>> START DOCUMENT EXTRACT
Often when we think of the Bay of Islands, water adventures and chilling out on an isolated beach come to mind. All very appealing of course, but why not consider adding to your holiday memories by embracing a relaxing walk in Paradise too?
With help from locals, the Department of Conservation and travel blogs, we’ve gathered a list of the top walks in and around the Bay, for all fitness levels.
We’ve covered a bunch of options – easy short day walks, then some longer ones; overnight tramps for the more adventurous and some extra special Kauri forest walks a tad out of the region (but well worth the trip).
We hope this post inspires you to explore. We guarantee nature will serve up a pleasant surprise!
As they say, leave only footprints and take only photographs. If you’re heading off the beaten track please consider a thing or two when it comes to conservation, and make sure to check your gear for pests (like rodents, insects), and making sure footwear is clean from soil and seeds.
Bay of Islands day walks (less than 2 hours)
If you’re not up for a huge hike and just want some fresh air or a new perspective, take one of these easy walks.
Harrison’s Bush Scenic Reserve, Paihia
1.4km – 30 minutes one way
Starting point: Broadview Road, Opua
Key features: Native bush, birdlife.
This walk offers a small taste of some of the best native forest up here. It takes you from Broadview Road, Opua down through a lovely valley to join up to the Paihia to Opua walkway.
A great feature of the walk is the old native puriri trees everywhere (with red berries above). This tree can grow to 20m high and its pretty pink flowers can be seen for most of the year.
It’s related to the teak tree and its hard, reddish-brown timber was popular with early settlers for railway sleepers, fence posts, house piles and bridges etc. It was so hard to split that timber workers often resorted to dynamite.
Maori have used infusions of puriri leaves to bathe muscular aches and sprains and as a natural remedy for sore throats and ulcers. But please do not eat the berries – many native plants can be poisonous!
Paihia to Waitangi Walk
45 – 60 minutes one way
Starting point: Paihia or Waitangi
Key features: Beaches, rocky headlands, views, birdlife, history.
An ideal time to do this popular coastal walk is early in the morning – not in the middle of a hot day, as it’s exposed to the sun.
>> END DOCUMENT EXTRACT
>> START EXCERPTED DATA
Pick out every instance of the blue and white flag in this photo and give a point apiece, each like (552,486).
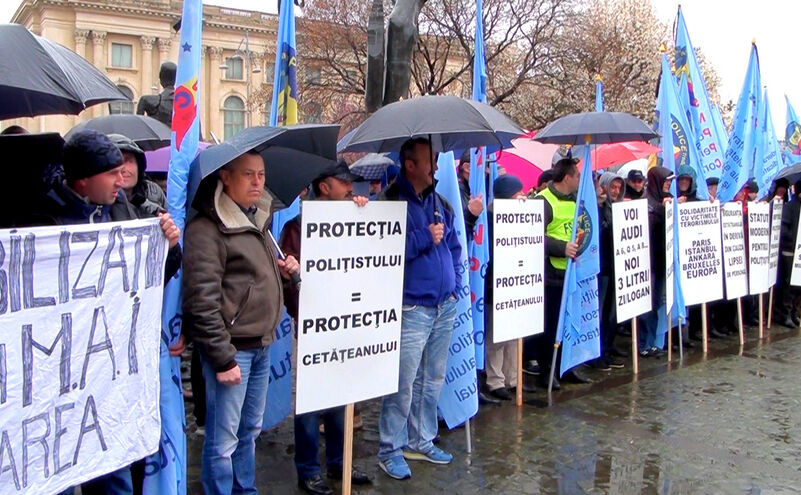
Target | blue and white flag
(458,400)
(283,111)
(792,136)
(479,250)
(579,319)
(768,161)
(711,143)
(165,471)
(738,162)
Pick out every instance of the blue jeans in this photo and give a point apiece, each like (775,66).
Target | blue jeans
(307,441)
(409,417)
(233,421)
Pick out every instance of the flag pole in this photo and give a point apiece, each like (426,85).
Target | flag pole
(740,321)
(635,348)
(347,452)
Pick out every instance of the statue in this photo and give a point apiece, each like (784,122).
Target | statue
(160,106)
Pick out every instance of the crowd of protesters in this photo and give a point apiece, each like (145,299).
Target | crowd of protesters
(235,287)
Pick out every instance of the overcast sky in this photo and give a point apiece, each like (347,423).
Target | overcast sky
(723,29)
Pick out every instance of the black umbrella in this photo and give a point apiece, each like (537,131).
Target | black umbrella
(147,132)
(293,157)
(41,77)
(450,122)
(595,128)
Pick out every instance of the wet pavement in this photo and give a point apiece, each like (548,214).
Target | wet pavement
(728,422)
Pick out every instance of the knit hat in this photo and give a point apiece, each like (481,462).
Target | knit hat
(88,153)
(506,186)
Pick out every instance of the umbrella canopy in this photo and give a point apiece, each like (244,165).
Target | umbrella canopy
(147,132)
(159,160)
(293,157)
(452,123)
(41,77)
(610,154)
(597,127)
(372,166)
>> END EXCERPTED DATA
## REQUIRED TASKS
A – In the Bay of Islands walks guide, rewrite the paragraph beginning "It's related to the teak tree" as a short bulleted list that keeps its main facts.
B – Reproduce a passage of the Bay of Islands walks guide word for word. Begin at the words "We hope this" and stop after "than 2 hours)".
C – Carry on the Bay of Islands walks guide from its final sentence.

## RESPONSES
A –
- Puriri is related to the teak tree.
- Its timber is hard and reddish-brown.
- Early settlers used it for railway sleepers, fence posts, house piles and bridges.
- It was so hard to split that timber workers often used dynamite.

B –
We hope this post inspires you to explore. We guarantee nature will serve up a pleasant surprise!
As they say, leave only footprints and take only photographs. If you’re heading off the beaten track please consider a thing or two when it comes to conservation, and make sure to check your gear for pests (like rodents, insects), and making sure footwear is clean from soil and seeds.
Bay of Islands day walks (less than 2 hours)

C –
From the Visitor Centre, facing the sea, turn left and simply follow the waterfront. You can follow the road above the headland or walk along Te Ti Beach if the tide is low.
At the northern end of the beach to the left, you’ll pass iconic Te Ti Marae. It was here that Maori chiefs sat and pondered overnight, considering whether to sign the Treaty of Waitangi, NZ’s founding document. The rest is history, for the next day is when it was signed it at Waitangi, on 6 February 1840.
As you cross the Waitangi River bridge you’ll see the sailing ship ‘Tui’, converted into a shipwreck museum and café housing some of the interesting treasure recovered by celebrated NZ marine archaeologist, Kelly Tarlton. The ‘Tui’ was also used as a sugar lighter for the Chelsea Sugar Refinery in Auckland, as well as a houseboat.
Paihia to Opua, Okiato to Russell
5.5 to 6 hours total (approx 14km)
Starting point: Paihia (or Russell, and reverse the journey outlined below).
Key features: Beaches, views, history, bush, birdlife, on-the-water fun (via ferry).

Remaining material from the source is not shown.